Write the entries out in full, matching them exactly.

━━ DATA EXTRACT

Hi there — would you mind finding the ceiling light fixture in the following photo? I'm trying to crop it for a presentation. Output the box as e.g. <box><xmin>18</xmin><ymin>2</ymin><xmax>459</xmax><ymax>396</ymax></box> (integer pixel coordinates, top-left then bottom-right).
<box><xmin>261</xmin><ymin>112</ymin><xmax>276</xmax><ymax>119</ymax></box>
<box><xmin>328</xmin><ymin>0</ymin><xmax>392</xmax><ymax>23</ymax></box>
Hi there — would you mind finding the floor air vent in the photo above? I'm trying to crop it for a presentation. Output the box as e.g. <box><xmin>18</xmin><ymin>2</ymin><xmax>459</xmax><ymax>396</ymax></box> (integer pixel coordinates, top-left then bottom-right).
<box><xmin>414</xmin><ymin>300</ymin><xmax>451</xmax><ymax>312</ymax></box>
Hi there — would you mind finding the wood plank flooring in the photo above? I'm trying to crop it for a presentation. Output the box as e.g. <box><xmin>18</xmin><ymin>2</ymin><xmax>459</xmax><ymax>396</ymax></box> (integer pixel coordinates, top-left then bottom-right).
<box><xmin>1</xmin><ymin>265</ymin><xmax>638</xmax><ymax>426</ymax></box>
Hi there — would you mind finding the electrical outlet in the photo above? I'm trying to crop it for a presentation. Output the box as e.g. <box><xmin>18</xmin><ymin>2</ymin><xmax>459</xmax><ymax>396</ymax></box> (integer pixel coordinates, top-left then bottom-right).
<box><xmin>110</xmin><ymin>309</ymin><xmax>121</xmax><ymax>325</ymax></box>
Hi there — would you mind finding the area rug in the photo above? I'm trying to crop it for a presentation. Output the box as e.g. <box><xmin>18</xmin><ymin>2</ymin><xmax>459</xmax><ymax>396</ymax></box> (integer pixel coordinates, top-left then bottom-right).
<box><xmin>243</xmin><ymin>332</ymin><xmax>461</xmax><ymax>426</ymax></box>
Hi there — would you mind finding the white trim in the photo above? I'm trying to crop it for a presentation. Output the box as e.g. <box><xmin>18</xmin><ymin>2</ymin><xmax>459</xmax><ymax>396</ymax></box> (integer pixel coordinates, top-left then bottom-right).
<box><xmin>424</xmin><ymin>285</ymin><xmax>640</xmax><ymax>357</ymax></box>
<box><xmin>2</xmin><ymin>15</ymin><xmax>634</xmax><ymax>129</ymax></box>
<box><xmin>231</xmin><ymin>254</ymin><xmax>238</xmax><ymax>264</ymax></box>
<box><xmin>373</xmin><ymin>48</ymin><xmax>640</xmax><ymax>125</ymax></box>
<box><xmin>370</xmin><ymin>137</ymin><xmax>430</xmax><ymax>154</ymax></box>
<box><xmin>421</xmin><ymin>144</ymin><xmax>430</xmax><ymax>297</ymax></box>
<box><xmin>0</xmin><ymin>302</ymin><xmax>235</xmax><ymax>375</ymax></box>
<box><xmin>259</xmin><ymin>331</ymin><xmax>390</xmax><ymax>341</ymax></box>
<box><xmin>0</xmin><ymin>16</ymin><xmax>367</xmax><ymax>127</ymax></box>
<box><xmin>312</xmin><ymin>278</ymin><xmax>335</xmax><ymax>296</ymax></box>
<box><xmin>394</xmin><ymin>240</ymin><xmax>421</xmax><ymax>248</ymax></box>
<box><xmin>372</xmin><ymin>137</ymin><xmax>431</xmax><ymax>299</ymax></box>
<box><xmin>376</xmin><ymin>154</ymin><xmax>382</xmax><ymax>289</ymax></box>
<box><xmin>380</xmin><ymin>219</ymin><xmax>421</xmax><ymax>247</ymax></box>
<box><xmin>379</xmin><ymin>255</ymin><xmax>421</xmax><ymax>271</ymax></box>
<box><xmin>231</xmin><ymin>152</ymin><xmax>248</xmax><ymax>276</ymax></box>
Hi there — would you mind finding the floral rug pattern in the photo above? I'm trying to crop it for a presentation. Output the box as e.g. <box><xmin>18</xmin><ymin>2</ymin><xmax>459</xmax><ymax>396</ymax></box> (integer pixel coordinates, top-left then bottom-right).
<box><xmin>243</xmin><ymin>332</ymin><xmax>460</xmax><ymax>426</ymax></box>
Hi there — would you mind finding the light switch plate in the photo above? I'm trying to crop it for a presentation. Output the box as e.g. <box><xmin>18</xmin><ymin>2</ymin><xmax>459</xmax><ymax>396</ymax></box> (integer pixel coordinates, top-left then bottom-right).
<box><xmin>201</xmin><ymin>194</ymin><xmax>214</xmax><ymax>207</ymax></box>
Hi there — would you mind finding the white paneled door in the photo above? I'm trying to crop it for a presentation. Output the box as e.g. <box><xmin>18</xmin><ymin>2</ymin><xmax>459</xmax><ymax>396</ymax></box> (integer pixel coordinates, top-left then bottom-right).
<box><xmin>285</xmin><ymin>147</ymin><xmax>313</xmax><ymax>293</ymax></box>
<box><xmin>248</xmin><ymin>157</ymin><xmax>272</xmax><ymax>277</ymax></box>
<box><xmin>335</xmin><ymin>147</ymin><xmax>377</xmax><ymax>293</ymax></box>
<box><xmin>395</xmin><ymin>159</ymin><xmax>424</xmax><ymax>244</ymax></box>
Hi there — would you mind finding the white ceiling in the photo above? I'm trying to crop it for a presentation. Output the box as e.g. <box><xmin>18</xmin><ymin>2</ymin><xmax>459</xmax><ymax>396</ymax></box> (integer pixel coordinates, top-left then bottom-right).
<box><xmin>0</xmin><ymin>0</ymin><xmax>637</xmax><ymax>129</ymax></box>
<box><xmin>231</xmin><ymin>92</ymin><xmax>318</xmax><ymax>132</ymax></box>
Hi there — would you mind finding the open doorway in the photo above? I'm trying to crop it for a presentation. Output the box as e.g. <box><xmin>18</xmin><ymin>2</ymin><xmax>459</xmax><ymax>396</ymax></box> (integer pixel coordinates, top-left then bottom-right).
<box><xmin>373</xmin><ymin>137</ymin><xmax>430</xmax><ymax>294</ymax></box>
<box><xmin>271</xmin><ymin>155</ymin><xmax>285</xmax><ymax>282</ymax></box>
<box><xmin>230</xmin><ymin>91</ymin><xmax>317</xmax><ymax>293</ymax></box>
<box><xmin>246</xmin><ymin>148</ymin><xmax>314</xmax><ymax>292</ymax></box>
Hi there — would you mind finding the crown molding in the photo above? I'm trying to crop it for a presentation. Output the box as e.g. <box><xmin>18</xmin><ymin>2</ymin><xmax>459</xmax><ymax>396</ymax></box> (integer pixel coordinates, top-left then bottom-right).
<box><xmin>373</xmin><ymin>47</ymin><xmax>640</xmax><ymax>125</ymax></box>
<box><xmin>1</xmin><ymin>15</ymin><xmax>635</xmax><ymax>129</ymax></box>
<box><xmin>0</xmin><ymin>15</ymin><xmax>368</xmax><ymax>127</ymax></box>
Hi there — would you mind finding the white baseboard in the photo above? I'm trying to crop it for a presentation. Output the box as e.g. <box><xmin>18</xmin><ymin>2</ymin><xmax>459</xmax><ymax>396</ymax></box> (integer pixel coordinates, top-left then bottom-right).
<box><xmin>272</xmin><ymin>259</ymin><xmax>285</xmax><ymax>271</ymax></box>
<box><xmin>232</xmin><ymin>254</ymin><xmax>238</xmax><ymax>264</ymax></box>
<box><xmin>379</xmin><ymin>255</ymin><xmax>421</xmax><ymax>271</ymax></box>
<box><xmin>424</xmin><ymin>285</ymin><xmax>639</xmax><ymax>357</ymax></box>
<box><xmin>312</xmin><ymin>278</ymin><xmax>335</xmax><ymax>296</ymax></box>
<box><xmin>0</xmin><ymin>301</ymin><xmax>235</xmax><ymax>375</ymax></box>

━━━━

(WORKED SOLUTION):
Hi there — would you mind finding the ceiling light fixture in the following photo? I'm trying to crop it for a presentation. Output the box as e.g. <box><xmin>18</xmin><ymin>2</ymin><xmax>459</xmax><ymax>396</ymax></box> (integer pixel coordinates, top-left then bottom-right).
<box><xmin>261</xmin><ymin>112</ymin><xmax>276</xmax><ymax>119</ymax></box>
<box><xmin>328</xmin><ymin>0</ymin><xmax>392</xmax><ymax>23</ymax></box>
Hi there — would you mind finding the floor air vent in the photo above? I'm trying to crop it for a presentation. Output the box as e.g. <box><xmin>18</xmin><ymin>2</ymin><xmax>459</xmax><ymax>396</ymax></box> (integer pixel coordinates, top-left then bottom-right).
<box><xmin>414</xmin><ymin>300</ymin><xmax>451</xmax><ymax>312</ymax></box>
Hi there — would you mind finding the wood plank flooring in the photo above? I'm trying to crop it for a presentation. Output the box as e.g. <box><xmin>18</xmin><ymin>2</ymin><xmax>459</xmax><ymax>396</ymax></box> (integer pixel coordinates, top-left then bottom-right).
<box><xmin>1</xmin><ymin>265</ymin><xmax>638</xmax><ymax>426</ymax></box>
Hi there — would you mind finding the electrical outlet in the photo above? I'm trying to crop it for a presentation. Output the box as e.g. <box><xmin>18</xmin><ymin>2</ymin><xmax>459</xmax><ymax>396</ymax></box> (integer pixel coordinates, top-left then bottom-right).
<box><xmin>110</xmin><ymin>309</ymin><xmax>121</xmax><ymax>325</ymax></box>
Hi there — would you mind finding the area rug in the photo above? I'm trying to crop it for a presentation. Output the box as e.g. <box><xmin>18</xmin><ymin>2</ymin><xmax>459</xmax><ymax>396</ymax></box> (integer pixel coordinates, top-left then bottom-right).
<box><xmin>243</xmin><ymin>332</ymin><xmax>461</xmax><ymax>426</ymax></box>
Hi there — would you mind finding the white trim in the photo above? I'm trying to crop it for a presentation. Output the box as e.g. <box><xmin>18</xmin><ymin>2</ymin><xmax>459</xmax><ymax>396</ymax></box> (integer pixel coordinates, top-left then bottom-right).
<box><xmin>424</xmin><ymin>285</ymin><xmax>640</xmax><ymax>357</ymax></box>
<box><xmin>2</xmin><ymin>15</ymin><xmax>634</xmax><ymax>129</ymax></box>
<box><xmin>231</xmin><ymin>254</ymin><xmax>238</xmax><ymax>264</ymax></box>
<box><xmin>373</xmin><ymin>48</ymin><xmax>640</xmax><ymax>125</ymax></box>
<box><xmin>370</xmin><ymin>137</ymin><xmax>430</xmax><ymax>154</ymax></box>
<box><xmin>421</xmin><ymin>144</ymin><xmax>430</xmax><ymax>297</ymax></box>
<box><xmin>0</xmin><ymin>302</ymin><xmax>235</xmax><ymax>375</ymax></box>
<box><xmin>259</xmin><ymin>331</ymin><xmax>390</xmax><ymax>341</ymax></box>
<box><xmin>0</xmin><ymin>16</ymin><xmax>367</xmax><ymax>127</ymax></box>
<box><xmin>312</xmin><ymin>278</ymin><xmax>335</xmax><ymax>296</ymax></box>
<box><xmin>394</xmin><ymin>240</ymin><xmax>421</xmax><ymax>248</ymax></box>
<box><xmin>372</xmin><ymin>137</ymin><xmax>431</xmax><ymax>299</ymax></box>
<box><xmin>376</xmin><ymin>154</ymin><xmax>382</xmax><ymax>289</ymax></box>
<box><xmin>380</xmin><ymin>219</ymin><xmax>421</xmax><ymax>247</ymax></box>
<box><xmin>379</xmin><ymin>255</ymin><xmax>421</xmax><ymax>271</ymax></box>
<box><xmin>231</xmin><ymin>152</ymin><xmax>248</xmax><ymax>276</ymax></box>
Hi there — would you mind finding the floral rug pattern in the photo above? I'm trying to crop it for a presentation. Output the box as e.g. <box><xmin>18</xmin><ymin>2</ymin><xmax>459</xmax><ymax>396</ymax></box> (integer pixel coordinates, top-left then bottom-right).
<box><xmin>243</xmin><ymin>332</ymin><xmax>460</xmax><ymax>426</ymax></box>
Hi there — would you mind finding the light switch plate in the photo above? I'm trying to crop it for a presentation. Output the box as e.g. <box><xmin>18</xmin><ymin>2</ymin><xmax>459</xmax><ymax>396</ymax></box> (integer pixel coordinates, top-left then bottom-right).
<box><xmin>201</xmin><ymin>194</ymin><xmax>214</xmax><ymax>207</ymax></box>
Hi there — would you mind finding the white paneled door in the photo above? I'm trying to crop it for a presentation. Output the box as e.g. <box><xmin>18</xmin><ymin>2</ymin><xmax>459</xmax><ymax>396</ymax></box> (integer pixel coordinates, top-left then bottom-right).
<box><xmin>285</xmin><ymin>147</ymin><xmax>313</xmax><ymax>293</ymax></box>
<box><xmin>248</xmin><ymin>157</ymin><xmax>272</xmax><ymax>277</ymax></box>
<box><xmin>335</xmin><ymin>147</ymin><xmax>377</xmax><ymax>293</ymax></box>
<box><xmin>395</xmin><ymin>159</ymin><xmax>424</xmax><ymax>244</ymax></box>
Hi there — would you mind finding the white ceiling in the photo above? I'm trying to crop it for a presentation. Output the box as e.g. <box><xmin>18</xmin><ymin>2</ymin><xmax>459</xmax><ymax>396</ymax></box> (integer pixel coordinates, top-left then bottom-right).
<box><xmin>0</xmin><ymin>0</ymin><xmax>637</xmax><ymax>129</ymax></box>
<box><xmin>231</xmin><ymin>92</ymin><xmax>318</xmax><ymax>132</ymax></box>
Hi there — would you mind finding the open doorway in the photo above? I'm trying to crop it for a presentation. Output the box as e.g. <box><xmin>18</xmin><ymin>2</ymin><xmax>459</xmax><ymax>396</ymax></box> (integer pixel coordinates, top-left then bottom-right).
<box><xmin>373</xmin><ymin>137</ymin><xmax>430</xmax><ymax>294</ymax></box>
<box><xmin>271</xmin><ymin>155</ymin><xmax>285</xmax><ymax>282</ymax></box>
<box><xmin>230</xmin><ymin>91</ymin><xmax>317</xmax><ymax>293</ymax></box>
<box><xmin>246</xmin><ymin>148</ymin><xmax>314</xmax><ymax>292</ymax></box>
Hi there — would you mind finding the crown molding in the photo above? I'm trying to crop it for a presentation. Output the box as e.g. <box><xmin>18</xmin><ymin>2</ymin><xmax>459</xmax><ymax>396</ymax></box> (integer pixel coordinates, top-left then bottom-right).
<box><xmin>373</xmin><ymin>47</ymin><xmax>640</xmax><ymax>125</ymax></box>
<box><xmin>1</xmin><ymin>15</ymin><xmax>635</xmax><ymax>129</ymax></box>
<box><xmin>0</xmin><ymin>15</ymin><xmax>368</xmax><ymax>127</ymax></box>
Hi there — would you mind finding the white baseboard in the photo above? I'm trying to crop it for a presentation. Output the box as e.g. <box><xmin>18</xmin><ymin>2</ymin><xmax>459</xmax><ymax>396</ymax></box> (integer pixel coordinates, top-left then bottom-right).
<box><xmin>272</xmin><ymin>259</ymin><xmax>285</xmax><ymax>271</ymax></box>
<box><xmin>232</xmin><ymin>254</ymin><xmax>238</xmax><ymax>264</ymax></box>
<box><xmin>379</xmin><ymin>255</ymin><xmax>421</xmax><ymax>271</ymax></box>
<box><xmin>424</xmin><ymin>285</ymin><xmax>639</xmax><ymax>357</ymax></box>
<box><xmin>312</xmin><ymin>278</ymin><xmax>335</xmax><ymax>296</ymax></box>
<box><xmin>0</xmin><ymin>301</ymin><xmax>235</xmax><ymax>375</ymax></box>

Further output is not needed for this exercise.